** Problem **
In the material below, copy the lines starting at the one containing "is the riverbank" and ending at the one containing "is the boat", keeping every character unchanged.

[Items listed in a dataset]
________________________
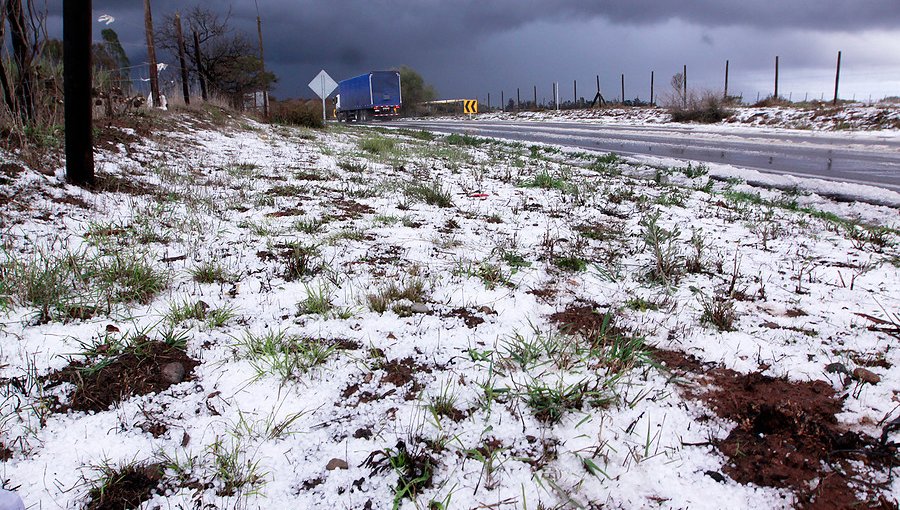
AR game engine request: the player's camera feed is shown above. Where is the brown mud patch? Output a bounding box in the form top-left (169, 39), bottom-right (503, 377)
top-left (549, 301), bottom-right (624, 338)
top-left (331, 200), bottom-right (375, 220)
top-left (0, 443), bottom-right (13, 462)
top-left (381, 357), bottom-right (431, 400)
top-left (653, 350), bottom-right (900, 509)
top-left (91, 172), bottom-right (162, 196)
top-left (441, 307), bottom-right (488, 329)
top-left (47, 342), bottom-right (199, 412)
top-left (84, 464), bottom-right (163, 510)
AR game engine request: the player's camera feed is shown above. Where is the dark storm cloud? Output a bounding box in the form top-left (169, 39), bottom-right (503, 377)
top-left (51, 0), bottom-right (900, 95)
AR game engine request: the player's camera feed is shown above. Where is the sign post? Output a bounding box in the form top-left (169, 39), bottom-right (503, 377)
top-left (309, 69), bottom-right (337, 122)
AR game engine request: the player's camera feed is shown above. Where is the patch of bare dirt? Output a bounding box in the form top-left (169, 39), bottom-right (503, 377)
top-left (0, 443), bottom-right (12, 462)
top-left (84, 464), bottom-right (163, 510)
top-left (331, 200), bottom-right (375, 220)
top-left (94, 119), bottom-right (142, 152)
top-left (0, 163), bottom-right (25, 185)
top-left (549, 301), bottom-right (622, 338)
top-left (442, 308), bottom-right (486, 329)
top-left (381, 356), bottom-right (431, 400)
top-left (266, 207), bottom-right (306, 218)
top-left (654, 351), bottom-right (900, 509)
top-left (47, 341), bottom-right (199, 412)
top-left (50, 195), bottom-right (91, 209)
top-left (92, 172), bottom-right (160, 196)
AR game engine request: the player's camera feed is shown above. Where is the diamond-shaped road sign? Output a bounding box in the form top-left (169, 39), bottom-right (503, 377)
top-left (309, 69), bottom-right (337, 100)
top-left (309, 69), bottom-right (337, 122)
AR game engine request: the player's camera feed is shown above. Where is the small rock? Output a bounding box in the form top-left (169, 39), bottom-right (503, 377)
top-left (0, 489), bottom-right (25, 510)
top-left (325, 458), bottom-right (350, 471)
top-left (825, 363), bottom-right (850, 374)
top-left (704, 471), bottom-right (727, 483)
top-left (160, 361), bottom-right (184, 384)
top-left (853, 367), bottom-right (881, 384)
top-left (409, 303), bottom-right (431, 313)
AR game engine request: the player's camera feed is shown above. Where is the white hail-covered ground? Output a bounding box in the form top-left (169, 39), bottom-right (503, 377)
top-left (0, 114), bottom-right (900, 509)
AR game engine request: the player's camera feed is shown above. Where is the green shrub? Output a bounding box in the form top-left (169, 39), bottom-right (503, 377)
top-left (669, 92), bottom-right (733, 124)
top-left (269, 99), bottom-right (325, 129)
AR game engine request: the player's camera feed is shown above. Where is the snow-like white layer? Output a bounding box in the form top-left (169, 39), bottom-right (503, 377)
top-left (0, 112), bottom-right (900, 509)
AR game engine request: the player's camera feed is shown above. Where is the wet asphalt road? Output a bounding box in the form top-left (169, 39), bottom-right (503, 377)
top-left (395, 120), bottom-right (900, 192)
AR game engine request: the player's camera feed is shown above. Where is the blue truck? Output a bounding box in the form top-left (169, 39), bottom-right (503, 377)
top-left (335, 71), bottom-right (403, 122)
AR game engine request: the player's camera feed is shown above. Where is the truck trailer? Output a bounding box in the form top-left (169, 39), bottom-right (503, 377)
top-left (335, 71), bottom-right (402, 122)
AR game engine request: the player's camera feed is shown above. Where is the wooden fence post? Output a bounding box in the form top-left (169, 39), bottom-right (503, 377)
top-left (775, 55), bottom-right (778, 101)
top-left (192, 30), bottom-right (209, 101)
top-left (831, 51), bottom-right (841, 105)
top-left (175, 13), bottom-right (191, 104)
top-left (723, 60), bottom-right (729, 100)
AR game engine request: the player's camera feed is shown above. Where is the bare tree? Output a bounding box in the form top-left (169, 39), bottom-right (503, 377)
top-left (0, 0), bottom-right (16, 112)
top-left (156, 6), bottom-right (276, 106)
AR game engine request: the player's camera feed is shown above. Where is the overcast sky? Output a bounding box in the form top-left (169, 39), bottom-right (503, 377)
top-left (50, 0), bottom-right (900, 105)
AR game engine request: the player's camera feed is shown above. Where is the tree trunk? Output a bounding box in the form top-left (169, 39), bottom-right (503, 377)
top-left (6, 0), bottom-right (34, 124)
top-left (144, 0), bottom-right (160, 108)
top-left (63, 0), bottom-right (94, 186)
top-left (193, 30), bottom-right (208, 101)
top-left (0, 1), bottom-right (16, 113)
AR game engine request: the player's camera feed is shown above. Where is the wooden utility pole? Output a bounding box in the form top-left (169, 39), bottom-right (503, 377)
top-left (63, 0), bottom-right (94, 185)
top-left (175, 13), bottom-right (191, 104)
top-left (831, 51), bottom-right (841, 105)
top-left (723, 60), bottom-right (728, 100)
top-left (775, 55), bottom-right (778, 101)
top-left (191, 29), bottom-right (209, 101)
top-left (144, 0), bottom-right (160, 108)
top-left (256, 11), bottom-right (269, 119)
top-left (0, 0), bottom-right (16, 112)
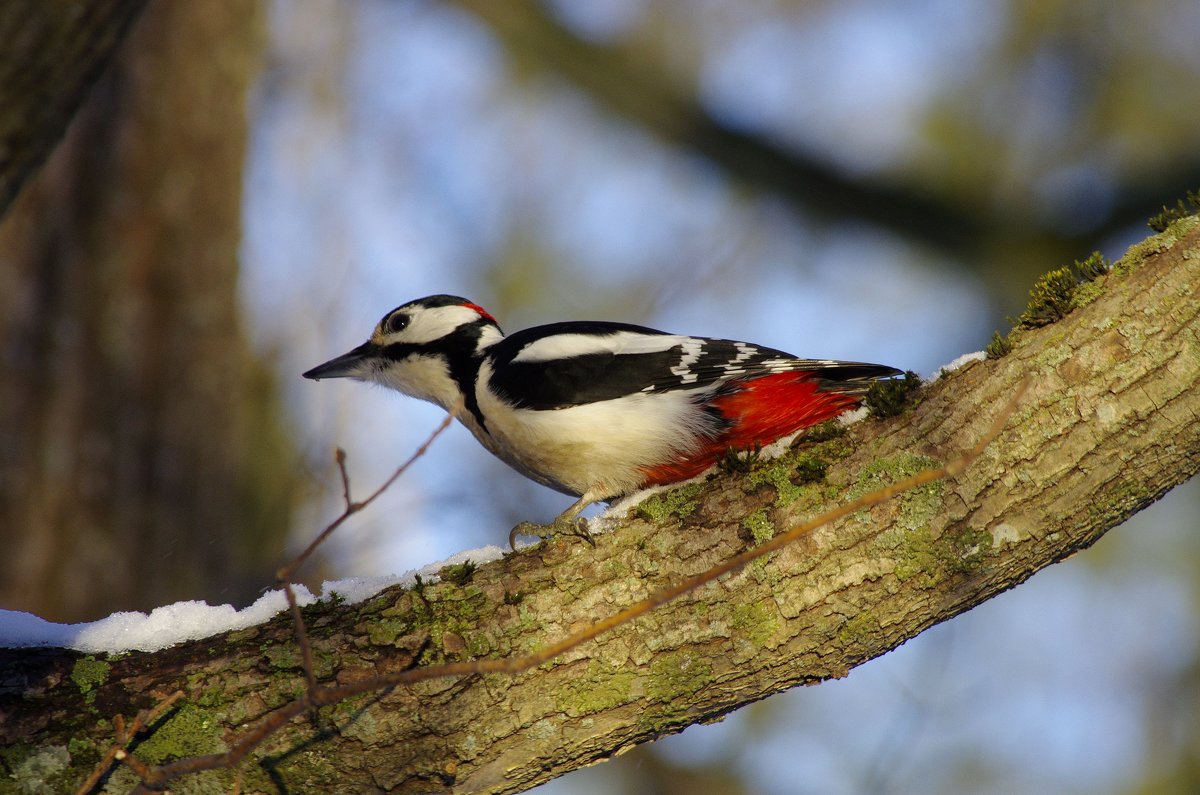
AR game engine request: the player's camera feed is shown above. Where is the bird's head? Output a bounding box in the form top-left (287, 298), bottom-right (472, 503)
________________________
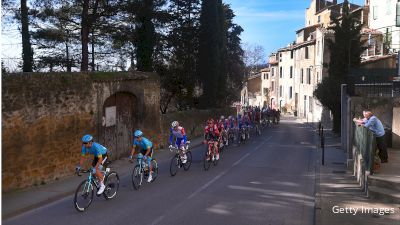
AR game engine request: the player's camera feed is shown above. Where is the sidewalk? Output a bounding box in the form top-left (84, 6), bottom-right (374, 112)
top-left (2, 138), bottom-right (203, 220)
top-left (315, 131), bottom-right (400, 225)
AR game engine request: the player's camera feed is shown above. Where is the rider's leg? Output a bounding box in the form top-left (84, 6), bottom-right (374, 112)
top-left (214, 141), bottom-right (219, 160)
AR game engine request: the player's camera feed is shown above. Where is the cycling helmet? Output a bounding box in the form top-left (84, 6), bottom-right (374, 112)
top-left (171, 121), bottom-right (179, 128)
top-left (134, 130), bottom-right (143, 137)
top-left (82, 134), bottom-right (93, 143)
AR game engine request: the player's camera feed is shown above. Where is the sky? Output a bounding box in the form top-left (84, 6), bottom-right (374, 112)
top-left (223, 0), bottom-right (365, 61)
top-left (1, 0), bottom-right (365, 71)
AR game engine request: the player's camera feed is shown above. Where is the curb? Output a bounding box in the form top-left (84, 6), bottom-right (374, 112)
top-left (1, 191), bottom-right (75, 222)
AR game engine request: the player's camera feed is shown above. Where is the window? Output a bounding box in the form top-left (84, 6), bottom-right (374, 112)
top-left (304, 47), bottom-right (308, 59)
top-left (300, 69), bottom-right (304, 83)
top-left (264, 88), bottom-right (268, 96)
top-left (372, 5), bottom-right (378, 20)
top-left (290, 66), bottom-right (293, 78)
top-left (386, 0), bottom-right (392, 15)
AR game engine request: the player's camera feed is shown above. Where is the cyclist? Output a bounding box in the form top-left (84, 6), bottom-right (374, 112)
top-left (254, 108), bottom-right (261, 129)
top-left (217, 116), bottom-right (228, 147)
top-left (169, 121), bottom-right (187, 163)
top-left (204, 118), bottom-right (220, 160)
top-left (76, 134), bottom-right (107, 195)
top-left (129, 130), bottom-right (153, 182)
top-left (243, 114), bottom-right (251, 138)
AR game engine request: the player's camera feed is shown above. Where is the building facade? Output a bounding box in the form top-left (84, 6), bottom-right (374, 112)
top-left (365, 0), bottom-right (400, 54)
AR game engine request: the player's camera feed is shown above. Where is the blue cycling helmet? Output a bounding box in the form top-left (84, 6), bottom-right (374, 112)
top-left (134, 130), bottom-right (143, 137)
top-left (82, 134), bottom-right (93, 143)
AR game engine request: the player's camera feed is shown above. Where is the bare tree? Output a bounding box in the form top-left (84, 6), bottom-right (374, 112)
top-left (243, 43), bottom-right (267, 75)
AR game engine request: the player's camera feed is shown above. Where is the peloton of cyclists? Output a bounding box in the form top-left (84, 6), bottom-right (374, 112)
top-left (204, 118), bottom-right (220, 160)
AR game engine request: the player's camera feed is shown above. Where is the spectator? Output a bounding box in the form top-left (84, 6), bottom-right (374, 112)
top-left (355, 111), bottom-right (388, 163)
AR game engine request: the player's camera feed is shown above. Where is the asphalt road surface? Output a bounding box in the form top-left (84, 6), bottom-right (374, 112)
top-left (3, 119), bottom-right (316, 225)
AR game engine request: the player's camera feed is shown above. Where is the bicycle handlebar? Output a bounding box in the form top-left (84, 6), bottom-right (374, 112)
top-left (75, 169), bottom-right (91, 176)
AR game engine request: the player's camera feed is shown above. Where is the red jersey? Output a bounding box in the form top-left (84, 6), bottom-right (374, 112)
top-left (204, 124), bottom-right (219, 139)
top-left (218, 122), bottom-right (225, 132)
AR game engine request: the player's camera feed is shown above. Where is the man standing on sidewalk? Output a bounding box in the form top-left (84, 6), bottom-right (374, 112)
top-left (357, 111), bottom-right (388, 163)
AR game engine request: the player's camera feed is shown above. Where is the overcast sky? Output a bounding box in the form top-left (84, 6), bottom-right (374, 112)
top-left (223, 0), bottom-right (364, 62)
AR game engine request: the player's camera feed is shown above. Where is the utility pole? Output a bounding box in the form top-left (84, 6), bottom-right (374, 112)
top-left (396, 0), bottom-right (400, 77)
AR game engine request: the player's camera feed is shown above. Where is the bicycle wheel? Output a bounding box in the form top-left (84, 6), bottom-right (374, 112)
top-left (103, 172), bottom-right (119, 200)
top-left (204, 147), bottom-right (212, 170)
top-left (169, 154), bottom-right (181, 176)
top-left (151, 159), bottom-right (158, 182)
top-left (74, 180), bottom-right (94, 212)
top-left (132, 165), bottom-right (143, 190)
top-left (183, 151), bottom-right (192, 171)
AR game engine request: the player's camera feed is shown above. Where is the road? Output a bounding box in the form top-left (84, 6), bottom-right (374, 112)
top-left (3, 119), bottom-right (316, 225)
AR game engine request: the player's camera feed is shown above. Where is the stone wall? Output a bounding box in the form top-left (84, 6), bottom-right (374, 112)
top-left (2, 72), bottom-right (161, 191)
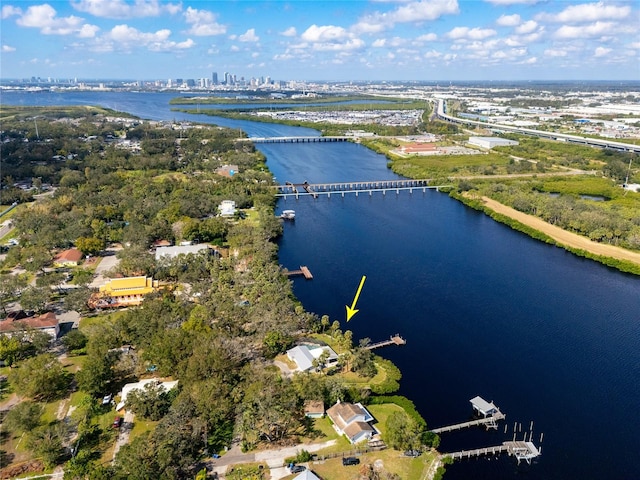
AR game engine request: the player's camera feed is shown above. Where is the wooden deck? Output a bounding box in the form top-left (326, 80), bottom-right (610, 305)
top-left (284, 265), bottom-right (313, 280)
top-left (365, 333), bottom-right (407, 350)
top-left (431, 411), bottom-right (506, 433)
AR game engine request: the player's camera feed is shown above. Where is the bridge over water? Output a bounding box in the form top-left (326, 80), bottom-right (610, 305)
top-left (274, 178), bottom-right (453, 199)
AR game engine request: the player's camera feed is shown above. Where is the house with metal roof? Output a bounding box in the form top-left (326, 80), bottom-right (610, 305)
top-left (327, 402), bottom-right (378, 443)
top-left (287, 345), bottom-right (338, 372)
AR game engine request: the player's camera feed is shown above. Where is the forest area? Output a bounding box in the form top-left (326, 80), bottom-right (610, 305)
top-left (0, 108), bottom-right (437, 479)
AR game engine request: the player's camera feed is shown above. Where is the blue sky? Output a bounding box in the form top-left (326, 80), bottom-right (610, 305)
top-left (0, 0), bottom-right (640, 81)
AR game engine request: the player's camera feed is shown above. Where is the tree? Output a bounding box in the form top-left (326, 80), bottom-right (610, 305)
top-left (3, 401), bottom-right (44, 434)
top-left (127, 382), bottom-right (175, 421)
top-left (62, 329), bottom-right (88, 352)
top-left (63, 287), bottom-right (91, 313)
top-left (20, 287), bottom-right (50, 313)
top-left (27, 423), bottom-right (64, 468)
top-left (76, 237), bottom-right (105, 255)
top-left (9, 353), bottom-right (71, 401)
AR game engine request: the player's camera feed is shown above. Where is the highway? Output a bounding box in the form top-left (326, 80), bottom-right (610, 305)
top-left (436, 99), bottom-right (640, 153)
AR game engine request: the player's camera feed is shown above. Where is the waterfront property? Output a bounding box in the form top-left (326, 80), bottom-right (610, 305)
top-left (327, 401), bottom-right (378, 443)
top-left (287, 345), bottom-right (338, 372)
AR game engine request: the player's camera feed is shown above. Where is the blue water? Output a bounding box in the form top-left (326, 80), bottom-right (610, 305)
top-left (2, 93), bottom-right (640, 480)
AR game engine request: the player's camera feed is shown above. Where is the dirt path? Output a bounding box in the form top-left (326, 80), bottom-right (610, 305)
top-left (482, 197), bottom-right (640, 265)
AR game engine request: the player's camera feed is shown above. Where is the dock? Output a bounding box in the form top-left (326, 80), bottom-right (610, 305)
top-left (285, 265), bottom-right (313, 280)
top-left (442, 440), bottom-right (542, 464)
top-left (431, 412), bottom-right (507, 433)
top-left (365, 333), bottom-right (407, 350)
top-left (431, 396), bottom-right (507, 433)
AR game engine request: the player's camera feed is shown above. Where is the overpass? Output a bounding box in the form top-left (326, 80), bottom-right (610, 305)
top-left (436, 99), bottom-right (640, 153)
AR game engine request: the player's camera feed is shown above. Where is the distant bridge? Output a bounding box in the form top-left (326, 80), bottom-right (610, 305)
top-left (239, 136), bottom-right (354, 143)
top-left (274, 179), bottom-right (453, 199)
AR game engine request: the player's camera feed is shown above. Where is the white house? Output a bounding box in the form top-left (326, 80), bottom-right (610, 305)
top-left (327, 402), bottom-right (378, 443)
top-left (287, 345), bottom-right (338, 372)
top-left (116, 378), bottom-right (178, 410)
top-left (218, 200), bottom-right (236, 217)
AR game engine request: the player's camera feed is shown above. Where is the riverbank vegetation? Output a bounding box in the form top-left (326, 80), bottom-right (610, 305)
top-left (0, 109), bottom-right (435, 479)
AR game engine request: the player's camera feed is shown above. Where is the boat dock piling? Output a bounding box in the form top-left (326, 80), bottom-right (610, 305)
________________________
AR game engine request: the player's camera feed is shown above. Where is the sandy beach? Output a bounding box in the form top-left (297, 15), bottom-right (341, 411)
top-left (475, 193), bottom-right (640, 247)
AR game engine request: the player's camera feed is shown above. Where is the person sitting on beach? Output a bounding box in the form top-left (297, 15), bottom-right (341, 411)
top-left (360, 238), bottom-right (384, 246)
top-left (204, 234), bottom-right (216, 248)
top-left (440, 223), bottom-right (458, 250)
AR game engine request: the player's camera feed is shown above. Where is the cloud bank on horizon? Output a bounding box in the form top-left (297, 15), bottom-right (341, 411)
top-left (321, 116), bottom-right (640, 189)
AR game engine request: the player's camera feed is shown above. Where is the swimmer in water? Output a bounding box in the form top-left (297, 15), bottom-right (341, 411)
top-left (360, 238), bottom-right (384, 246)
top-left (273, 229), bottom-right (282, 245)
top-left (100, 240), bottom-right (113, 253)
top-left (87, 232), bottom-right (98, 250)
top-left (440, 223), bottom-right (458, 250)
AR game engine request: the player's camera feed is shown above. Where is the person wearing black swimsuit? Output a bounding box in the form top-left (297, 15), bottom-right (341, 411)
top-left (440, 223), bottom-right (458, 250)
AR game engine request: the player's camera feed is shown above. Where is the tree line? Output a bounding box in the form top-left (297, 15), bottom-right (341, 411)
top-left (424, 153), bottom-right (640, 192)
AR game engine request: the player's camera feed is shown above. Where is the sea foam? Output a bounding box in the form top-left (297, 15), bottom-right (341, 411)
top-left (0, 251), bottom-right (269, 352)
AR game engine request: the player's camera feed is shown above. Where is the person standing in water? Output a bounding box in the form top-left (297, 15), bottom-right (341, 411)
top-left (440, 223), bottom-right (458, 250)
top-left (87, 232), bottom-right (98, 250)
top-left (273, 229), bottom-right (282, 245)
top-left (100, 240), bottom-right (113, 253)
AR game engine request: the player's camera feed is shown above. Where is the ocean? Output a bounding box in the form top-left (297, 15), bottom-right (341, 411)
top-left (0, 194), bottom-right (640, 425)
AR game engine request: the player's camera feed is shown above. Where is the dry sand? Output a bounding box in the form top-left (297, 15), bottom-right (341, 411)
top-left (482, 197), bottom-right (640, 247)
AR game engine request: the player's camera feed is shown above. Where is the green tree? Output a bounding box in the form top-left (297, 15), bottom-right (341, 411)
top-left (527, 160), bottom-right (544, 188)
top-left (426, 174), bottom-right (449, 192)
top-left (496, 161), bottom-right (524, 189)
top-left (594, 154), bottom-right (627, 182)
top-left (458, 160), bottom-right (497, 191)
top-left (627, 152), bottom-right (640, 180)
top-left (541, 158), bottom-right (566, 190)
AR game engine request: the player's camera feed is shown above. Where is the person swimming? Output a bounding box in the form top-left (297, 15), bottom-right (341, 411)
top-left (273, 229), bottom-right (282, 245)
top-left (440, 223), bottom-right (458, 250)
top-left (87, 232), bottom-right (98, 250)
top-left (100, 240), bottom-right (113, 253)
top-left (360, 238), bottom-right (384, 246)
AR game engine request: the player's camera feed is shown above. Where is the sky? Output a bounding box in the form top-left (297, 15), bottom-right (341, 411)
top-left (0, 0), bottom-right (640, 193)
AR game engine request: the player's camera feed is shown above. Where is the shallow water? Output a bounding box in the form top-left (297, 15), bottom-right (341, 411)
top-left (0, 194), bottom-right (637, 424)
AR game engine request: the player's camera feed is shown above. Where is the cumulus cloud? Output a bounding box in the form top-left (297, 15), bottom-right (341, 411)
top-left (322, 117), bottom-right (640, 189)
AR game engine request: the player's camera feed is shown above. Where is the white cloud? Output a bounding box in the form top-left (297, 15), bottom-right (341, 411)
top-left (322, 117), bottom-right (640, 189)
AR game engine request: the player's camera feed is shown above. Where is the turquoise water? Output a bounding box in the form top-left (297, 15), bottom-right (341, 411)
________________________
** Response for this exercise **
AR game engine request: the player's camera feed is shown above. Where is the riverbank vegetation? Output a bounding box in the form top-left (326, 80), bottom-right (610, 305)
top-left (0, 109), bottom-right (435, 479)
AR game engine request: the player's camera feed is shown above. Where is the boat dock piling? Output a bounding box in the form top-left (326, 80), bottom-right (610, 305)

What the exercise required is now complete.